## [Kutipan Dokumen]
....

Meski industri
properti melambat di tahun 2014, harga saham sejumlah emiten properti masih
memuaskan sepanjang tahun politik. Harga saham enam emiten properti yang masuk
kelompok LQ45 rata – rata naik 55,75% sepanjang 2014, paling memikat ditorehkan
PT. Summarecon Agung Tbk ( SMRA ).
Sejumlah analis
pasar modal memprediksikan, emiten properti akan melewati sejumlah rintangan
sepanjang tahun ini. Tantangan tersebut antara lain berasal dari potensi
kenaikan suku bunga acuan Bank Indonesia ( BI rate ) serta pelemahan nilai
tukar rupiah. Kenaikan BI rate akan memberikan tekanan ke bisnis properti. Hal ini lantaran pengembang
properti masih bergantung pada kredit perbankan untuk membiayai modal dan
operasional. Sementara, rencana kenaikan suku bunga The Fed membawa sentimen
negatif. Selain itu, pelemahan rupiah semakin memperbesar biaya emiten bisnis
properti, mengingat masih banyak bahan properti bergantung pada impor.

....

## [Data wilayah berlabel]
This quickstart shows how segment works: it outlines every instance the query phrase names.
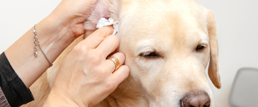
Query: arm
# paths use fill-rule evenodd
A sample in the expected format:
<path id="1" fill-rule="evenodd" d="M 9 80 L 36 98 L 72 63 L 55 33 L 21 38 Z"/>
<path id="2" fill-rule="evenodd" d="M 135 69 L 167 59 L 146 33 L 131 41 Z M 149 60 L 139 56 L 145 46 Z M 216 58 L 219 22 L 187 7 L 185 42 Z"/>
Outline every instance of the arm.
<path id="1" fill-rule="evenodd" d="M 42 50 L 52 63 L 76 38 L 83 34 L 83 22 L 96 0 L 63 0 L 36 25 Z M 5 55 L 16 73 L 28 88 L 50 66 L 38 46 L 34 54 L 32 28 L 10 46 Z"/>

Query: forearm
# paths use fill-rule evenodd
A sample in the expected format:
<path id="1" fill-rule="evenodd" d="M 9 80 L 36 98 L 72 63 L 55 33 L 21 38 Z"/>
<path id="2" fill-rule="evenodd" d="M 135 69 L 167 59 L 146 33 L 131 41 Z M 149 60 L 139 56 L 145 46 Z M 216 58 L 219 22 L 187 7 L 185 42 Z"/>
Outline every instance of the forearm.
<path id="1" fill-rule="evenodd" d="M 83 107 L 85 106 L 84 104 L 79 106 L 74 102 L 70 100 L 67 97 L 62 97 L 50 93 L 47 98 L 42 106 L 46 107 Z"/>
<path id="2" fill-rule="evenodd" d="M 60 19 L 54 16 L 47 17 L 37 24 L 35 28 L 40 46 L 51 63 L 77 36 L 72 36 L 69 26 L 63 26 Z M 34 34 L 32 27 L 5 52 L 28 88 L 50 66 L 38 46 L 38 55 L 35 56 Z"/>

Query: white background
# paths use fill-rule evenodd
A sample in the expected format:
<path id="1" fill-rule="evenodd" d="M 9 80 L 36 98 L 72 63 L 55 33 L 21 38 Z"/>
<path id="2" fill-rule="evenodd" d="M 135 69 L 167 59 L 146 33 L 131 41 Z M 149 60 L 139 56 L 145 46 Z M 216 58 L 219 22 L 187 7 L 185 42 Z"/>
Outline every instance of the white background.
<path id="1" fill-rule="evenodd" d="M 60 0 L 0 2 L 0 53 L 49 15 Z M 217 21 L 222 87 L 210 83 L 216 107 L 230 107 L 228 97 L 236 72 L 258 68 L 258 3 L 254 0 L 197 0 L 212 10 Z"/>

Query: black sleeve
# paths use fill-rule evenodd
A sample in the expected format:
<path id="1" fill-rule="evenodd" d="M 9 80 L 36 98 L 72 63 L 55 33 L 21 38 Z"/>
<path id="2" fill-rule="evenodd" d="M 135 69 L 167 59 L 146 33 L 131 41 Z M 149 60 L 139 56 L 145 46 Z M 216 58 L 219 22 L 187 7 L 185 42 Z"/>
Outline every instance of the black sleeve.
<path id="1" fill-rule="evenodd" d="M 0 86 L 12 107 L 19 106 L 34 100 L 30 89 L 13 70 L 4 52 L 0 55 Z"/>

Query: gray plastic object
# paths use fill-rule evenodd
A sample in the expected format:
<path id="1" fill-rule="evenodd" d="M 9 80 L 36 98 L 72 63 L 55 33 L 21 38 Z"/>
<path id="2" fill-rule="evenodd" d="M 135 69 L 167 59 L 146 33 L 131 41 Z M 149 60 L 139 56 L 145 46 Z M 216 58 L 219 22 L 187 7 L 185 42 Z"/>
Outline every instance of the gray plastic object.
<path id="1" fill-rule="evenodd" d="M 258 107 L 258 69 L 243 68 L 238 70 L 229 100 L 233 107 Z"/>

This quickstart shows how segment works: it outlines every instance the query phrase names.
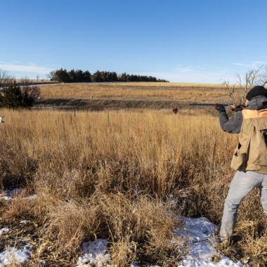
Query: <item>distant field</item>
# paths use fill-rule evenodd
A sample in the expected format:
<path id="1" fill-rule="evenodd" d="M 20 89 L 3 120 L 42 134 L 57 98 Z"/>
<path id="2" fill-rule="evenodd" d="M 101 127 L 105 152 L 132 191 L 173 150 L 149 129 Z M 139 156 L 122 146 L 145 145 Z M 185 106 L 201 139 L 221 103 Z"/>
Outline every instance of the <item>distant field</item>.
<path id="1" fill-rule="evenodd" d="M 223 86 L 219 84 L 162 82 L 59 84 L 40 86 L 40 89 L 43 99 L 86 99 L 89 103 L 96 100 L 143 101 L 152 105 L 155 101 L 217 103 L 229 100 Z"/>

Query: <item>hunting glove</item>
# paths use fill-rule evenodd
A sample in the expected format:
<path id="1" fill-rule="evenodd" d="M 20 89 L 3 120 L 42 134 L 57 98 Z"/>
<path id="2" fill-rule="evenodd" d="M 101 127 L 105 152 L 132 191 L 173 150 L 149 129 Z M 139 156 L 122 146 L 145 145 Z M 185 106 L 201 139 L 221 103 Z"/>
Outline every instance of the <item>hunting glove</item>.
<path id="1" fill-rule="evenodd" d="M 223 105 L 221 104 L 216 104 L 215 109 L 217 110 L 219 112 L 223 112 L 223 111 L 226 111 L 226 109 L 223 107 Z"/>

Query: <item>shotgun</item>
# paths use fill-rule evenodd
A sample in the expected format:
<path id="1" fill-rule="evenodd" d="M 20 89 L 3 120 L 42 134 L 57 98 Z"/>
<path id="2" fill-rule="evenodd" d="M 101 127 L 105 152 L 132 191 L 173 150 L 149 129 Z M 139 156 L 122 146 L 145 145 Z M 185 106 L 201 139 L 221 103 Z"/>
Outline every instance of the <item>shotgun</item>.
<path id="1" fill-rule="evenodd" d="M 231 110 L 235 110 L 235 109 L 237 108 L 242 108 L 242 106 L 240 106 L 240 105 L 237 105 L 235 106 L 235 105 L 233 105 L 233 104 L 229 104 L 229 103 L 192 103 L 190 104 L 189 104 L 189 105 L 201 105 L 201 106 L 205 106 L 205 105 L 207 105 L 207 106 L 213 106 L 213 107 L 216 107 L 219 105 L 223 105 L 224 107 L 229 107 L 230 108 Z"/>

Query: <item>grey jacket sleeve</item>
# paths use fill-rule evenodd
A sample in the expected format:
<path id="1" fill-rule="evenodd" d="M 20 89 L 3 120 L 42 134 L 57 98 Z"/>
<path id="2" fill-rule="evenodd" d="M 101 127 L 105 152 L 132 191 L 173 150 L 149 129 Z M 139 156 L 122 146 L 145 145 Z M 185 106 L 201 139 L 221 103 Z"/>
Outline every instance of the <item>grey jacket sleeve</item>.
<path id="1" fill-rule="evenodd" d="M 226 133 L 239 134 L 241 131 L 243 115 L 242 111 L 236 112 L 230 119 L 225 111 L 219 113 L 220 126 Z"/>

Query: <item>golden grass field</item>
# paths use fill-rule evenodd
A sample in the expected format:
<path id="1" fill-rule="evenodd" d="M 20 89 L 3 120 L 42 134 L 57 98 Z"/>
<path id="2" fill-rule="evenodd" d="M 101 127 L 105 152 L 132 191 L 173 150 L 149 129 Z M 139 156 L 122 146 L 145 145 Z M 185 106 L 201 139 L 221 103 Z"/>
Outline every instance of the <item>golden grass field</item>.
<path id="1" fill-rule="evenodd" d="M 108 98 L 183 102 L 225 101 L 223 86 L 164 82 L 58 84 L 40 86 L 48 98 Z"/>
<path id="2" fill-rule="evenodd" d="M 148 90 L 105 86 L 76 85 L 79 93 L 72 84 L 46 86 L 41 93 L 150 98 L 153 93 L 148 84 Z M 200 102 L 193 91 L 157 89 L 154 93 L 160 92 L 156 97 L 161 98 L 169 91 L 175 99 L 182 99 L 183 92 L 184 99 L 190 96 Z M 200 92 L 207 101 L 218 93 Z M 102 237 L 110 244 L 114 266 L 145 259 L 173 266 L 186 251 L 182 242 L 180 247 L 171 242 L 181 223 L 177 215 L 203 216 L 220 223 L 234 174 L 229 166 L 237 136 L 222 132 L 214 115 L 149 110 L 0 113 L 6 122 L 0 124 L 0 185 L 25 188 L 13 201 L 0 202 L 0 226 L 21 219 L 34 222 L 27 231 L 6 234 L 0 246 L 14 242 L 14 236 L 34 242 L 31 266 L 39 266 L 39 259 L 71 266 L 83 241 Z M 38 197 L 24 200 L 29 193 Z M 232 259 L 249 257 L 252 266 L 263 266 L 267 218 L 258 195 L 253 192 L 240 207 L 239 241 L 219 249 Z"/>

....

## [Ketentuan Latihan]
Menurut kutipan tentang saham properti, berapa rata-rata kenaikan harga saham enam emiten properti yang masuk kelompok LQ45 sepanjang 2014? Daftar tersebut merupakan bahan tersendiri yang terpisah dari kutipan.

## [Jawaban]
Rata-rata naik 55,75%.